**EXTRACT PROVIDED**
————————

Personal information
- Full name: Juan Domingo Antonio Rocchia
- Date of birth: June 13, 1951
- Place of birth: Rafaela, Santa Fe, Argentina
- Position(s): Central defender

Senior career*
- Years: Team / Apps / (Gls)
- 1970–1972: Racing Club / 52 / (23)
- 1973–1983: Ferro Carril Oeste / 377 / (78)

International career
- 1975: Argentina / ? / (?)

= Juan Domingo Rocchia =

Argentine footballer and manager

Juan Domingo Antonio Rocchia is a retired professional footballer. He played for Racing Club and Ferro Carril Oeste in the Argentine Primera.

He played in central defence and he formed a famous partnership with Héctor Cúper in his time at Ferro Carril Oeste. He played 377 games for Ferro, putting him 6th on their all time appearances list.

His nickname was Burro (Donkey), he was a famously combative player and a great header of the ball. He was also very good at taking free kicks and he scored 78 goals in his career (very impressive for a defender). He is Ferro Carril Oeste's 4th highest goalscorer of all time.

Roccia played for the Argentina national football team in 1975 under the managership of César Luis Menotti.

In 1982, he was an integral part of the Ferro Carril Oeste team that became only the second team after San Lorenzo to win the Primera without losing a single game.

In 1981, he helped goalkeeper Carlos Barisio set an Argentine record of 1,075 minutes without conceding a goal.

==Titles==

| Season | Club | Title |
|---|---|---|
| 1978 | Ferro Carril Oeste | Primera B Nacional |
| Nacional 1982 | Ferro Carril Oeste | Primera División Argentina |

==Coaching career==
Rocchia was joint manager of Ferro between 1999 and 2000 with Jorge Brandoni.

————————

**PARTS OF THE EXERCISE**
A – Copy out the part of the article on Juan Domingo Rocchia that opens with the words containing "In 1982, he" and closes with "conceding a goal.".
B – According to the article on Juan Domingo Rocchia, why were his 78 career goals very impressive?
The material comes from a separate source, not from the article on Juan Domingo Rocchia.

(Records excerpted from a collection)
————————

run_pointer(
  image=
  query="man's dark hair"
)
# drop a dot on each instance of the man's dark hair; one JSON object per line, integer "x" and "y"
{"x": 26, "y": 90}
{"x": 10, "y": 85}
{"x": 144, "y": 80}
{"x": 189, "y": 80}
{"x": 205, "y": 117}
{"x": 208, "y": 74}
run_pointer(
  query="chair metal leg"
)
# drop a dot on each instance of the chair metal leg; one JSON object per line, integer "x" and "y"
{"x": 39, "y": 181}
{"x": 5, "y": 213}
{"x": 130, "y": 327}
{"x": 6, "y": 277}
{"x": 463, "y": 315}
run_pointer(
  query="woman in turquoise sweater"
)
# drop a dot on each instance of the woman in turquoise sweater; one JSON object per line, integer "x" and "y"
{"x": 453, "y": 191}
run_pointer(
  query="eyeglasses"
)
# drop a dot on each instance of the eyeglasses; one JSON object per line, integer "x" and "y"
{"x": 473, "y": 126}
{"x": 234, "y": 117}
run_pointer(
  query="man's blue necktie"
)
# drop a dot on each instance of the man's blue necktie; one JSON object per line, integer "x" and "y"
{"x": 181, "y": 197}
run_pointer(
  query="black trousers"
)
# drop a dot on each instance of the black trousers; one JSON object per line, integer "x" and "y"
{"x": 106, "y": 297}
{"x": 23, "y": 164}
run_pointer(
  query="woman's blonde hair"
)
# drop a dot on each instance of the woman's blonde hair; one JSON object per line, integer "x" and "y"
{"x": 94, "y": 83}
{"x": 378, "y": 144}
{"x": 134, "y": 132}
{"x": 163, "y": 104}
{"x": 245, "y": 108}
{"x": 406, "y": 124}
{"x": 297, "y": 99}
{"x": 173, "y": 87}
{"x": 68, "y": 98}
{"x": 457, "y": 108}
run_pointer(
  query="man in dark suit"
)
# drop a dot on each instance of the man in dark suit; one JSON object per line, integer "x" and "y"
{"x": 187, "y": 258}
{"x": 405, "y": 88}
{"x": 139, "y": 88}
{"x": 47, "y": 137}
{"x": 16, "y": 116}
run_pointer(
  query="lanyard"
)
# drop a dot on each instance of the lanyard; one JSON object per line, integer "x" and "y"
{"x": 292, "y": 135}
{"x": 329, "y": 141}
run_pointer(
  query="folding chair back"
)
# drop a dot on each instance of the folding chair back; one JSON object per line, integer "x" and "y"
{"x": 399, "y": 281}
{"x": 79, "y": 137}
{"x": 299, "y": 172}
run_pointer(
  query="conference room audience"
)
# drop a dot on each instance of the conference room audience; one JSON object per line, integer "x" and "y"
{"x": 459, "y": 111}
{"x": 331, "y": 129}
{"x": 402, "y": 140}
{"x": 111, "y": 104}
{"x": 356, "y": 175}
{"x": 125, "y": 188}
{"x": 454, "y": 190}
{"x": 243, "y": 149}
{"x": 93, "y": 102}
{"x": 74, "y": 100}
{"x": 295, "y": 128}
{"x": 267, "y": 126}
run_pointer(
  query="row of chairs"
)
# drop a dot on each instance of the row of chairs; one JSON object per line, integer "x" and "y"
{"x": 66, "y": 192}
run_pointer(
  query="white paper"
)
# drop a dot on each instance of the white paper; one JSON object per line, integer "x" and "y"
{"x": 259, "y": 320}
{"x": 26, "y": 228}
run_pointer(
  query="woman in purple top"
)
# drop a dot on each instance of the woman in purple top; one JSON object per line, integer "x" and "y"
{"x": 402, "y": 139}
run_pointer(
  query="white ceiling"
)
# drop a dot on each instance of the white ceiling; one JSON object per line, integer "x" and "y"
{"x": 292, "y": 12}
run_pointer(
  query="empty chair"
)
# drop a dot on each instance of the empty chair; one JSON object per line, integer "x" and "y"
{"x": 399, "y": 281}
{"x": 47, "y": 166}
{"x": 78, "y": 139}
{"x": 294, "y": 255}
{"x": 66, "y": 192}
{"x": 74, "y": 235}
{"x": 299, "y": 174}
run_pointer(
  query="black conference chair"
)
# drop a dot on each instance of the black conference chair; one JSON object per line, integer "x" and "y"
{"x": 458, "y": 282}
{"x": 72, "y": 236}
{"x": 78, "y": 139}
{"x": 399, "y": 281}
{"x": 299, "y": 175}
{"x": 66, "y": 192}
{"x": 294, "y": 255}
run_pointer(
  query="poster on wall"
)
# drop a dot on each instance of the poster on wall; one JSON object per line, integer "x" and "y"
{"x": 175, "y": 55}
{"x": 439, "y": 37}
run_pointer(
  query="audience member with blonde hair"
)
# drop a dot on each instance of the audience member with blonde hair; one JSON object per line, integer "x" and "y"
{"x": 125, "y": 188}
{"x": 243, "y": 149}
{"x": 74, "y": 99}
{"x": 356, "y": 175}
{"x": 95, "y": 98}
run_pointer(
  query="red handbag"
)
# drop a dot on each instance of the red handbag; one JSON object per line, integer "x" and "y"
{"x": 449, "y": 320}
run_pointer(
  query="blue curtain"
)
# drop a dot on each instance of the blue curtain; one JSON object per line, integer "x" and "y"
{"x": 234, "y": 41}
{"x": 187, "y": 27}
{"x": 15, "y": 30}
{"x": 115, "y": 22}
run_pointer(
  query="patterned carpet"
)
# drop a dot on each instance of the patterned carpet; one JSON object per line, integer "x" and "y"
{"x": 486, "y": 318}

————————

**ANSWERS FOR THE EXERCISE**
A –
In 1982, he was an integral part of the Ferro Carril Oeste team that became only the second team after San Lorenzo to win the Primera without losing a single game.

In 1981, he helped goalkeeper Carlos Barisio set an Argentine record of 1,075 minutes without conceding a goal.

B – His 78 goals were very impressive because he was a defender. He played as a central defender.